■ Problem: Give these records as a two-column CSV named text and answer, with one row per record. Put each record's text and its answer in a single quoted field, and replace line breaks with spaces.

■ Entries provided:
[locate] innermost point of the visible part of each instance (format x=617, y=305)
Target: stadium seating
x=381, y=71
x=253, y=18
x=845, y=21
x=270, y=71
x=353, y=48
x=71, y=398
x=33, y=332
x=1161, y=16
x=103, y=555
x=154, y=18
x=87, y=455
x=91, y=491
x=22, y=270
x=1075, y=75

■ Solution to this exercise:
text,answer
"[locate] innermost point of the visible part of each instance (format x=617, y=305) Target: stadium seating","x=381, y=71 x=253, y=18 x=845, y=21 x=270, y=71 x=353, y=48 x=71, y=398 x=33, y=332 x=1161, y=16 x=103, y=555 x=154, y=18 x=87, y=455 x=91, y=491 x=22, y=270 x=1075, y=75"